FRAGMENTO DE PÁGINA |
'''
Pero, por otra parte, nunca he tenido más tierna la conciencia contra el pecado, y me escocía todo toque de mal. Apenas podía hablar por temor de decir algo equivocado. Me hallaba en una ciénaga que me engullía por poco que me moviera y me parecía que había sido abandonado allí por Dios y por Cristo y el Espíritu y todas las cosas buenas.
Pero noté esto, que aunque había sido un gran pecador antes de volverme a Dios, con todo, Dios nunca parecía haberme acusado por los pecados que había cometido cuando era ignorante. El me mostró, sin embargo, que estaba perdido si no tenía vida, a causa de los pecados que había hecho. Entendía perfectamente bien que necesitaba ser presentado sin mácula delante de Dios y que esto sólo lo podía hacer Jesucristo.
'''
[Extractos del conjunto de datos de señalamiento]
'''
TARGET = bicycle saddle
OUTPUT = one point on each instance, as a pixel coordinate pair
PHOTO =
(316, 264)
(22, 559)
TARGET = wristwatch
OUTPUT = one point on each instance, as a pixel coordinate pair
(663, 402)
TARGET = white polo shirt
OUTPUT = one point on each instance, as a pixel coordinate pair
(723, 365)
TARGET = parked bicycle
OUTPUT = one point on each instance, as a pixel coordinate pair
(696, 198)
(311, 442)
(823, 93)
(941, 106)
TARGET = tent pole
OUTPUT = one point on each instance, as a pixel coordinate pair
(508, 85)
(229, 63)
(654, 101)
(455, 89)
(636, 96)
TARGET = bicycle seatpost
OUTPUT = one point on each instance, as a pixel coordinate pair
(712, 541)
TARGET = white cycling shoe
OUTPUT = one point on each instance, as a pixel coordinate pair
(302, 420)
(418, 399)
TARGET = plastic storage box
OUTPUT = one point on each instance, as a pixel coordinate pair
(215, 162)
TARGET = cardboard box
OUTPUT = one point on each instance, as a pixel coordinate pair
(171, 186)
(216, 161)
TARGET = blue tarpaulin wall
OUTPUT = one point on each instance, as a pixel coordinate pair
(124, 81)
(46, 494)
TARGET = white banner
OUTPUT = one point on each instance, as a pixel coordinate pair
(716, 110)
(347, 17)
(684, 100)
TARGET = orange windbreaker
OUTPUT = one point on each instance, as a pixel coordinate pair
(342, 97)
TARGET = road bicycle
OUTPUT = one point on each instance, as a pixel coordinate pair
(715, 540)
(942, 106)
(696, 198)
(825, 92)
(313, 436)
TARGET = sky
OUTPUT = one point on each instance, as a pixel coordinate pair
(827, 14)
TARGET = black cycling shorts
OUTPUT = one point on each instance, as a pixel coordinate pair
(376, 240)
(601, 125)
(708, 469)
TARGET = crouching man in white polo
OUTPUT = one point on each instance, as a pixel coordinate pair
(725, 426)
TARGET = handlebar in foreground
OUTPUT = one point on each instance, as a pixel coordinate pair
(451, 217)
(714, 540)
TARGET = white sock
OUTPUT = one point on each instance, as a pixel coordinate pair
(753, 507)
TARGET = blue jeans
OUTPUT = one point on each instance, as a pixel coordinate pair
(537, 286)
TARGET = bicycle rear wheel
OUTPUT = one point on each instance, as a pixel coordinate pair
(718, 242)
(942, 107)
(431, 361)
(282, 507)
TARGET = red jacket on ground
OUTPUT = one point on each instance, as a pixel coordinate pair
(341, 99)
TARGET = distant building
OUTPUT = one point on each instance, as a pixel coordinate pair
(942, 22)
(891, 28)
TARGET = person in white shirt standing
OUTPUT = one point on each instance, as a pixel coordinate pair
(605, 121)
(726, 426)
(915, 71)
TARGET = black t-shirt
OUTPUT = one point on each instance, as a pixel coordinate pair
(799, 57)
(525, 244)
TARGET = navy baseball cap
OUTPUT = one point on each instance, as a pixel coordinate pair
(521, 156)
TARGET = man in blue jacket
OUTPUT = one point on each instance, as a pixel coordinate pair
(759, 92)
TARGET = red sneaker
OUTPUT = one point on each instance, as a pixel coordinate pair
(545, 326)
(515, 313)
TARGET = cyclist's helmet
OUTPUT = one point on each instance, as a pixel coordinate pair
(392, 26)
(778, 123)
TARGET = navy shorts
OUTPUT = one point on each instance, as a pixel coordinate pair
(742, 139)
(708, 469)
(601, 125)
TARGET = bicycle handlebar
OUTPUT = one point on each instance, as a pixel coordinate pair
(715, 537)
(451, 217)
'''
CONSIGNA |
Continúa el relato sobre la conciencia del pecado a partir de su última oración, con el mismo tono y en primera persona.

RESPUESTA DEL EJERCICIO |
Pero había nacido en el pecado y la contaminación, ésta era mi gran desgracia y aflicción. Me sentía más despreciable a mis propios ojos que un sapo, y tenía la impresión que lo mismo podía decirse a los ojos de Dios. Podía ver que el pecado y la corrupción procedían de mi corazón de modo tan natural como el agua borbotea de un manantial. Y aunque todos los demás tenían un corazón mejor que el mío, y que ninguno, excepto el diablo mismo, Podía igualarse a mí en cuanto a la maldad interna y la contaminación de la mente. Y así caí otra vez en la más profunda desesperación debido a mi ruindad, porque llegué a la conclusión de que esta condición en que me encontraba no podía existir en mí si estuviera en estado de gracia. Sin duda he sido abandonado por Dios y entregado al diablo, pensé. Y así continué durante varios años.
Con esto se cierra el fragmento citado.